[Outline labeling listing]
++++++++++++++++++++

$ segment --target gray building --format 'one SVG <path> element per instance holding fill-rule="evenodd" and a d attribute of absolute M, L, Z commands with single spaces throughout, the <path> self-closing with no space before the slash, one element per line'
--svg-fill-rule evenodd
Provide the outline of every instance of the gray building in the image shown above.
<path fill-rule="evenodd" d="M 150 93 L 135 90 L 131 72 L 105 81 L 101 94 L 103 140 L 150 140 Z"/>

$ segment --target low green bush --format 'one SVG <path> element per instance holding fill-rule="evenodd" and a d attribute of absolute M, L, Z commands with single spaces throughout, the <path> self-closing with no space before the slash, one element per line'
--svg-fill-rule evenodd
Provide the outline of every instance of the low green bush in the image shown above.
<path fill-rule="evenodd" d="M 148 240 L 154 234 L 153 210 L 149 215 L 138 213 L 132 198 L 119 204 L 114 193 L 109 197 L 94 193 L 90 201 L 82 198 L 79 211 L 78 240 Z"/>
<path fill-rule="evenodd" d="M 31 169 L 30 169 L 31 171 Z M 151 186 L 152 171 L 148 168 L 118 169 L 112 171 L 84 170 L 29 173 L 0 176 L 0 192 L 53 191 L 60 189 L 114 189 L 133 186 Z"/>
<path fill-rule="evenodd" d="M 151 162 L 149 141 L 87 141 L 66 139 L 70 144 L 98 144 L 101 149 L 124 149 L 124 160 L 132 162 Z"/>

++++++++++++++++++++

Turn every line of the listing above into a numbered list, leaving out the blank lines.

1. $ segment --target gray building --format 'one SVG <path> element per instance holding fill-rule="evenodd" and a d attribute of absolute M, L, Z commands with single spaces throughout, the <path> self-closing with no space before the slash, one element per line'
2. --svg-fill-rule evenodd
3. Provide the outline of every instance of the gray building in the image shown above.
4. <path fill-rule="evenodd" d="M 150 93 L 135 90 L 131 72 L 105 81 L 101 94 L 103 140 L 150 140 Z"/>
5. $ segment --target low green bush --format 'one SVG <path> element per instance holding fill-rule="evenodd" and a d attribute of absolute M, L, Z commands with single spaces throughout, the <path> self-closing with no space before the slash, one element per line'
6. --svg-fill-rule evenodd
7. Provide the outline of every instance of the low green bush in the image shown above.
8. <path fill-rule="evenodd" d="M 148 240 L 154 234 L 153 210 L 149 215 L 138 213 L 132 198 L 119 204 L 114 193 L 109 197 L 94 193 L 90 201 L 82 198 L 79 211 L 78 240 Z"/>
9. <path fill-rule="evenodd" d="M 31 169 L 30 169 L 31 171 Z M 151 186 L 152 171 L 148 168 L 118 169 L 112 171 L 84 170 L 29 173 L 0 176 L 0 192 L 53 191 L 60 189 L 114 189 L 133 186 Z"/>
10. <path fill-rule="evenodd" d="M 151 162 L 149 141 L 87 141 L 66 139 L 70 144 L 98 144 L 101 149 L 124 149 L 124 160 L 132 162 Z"/>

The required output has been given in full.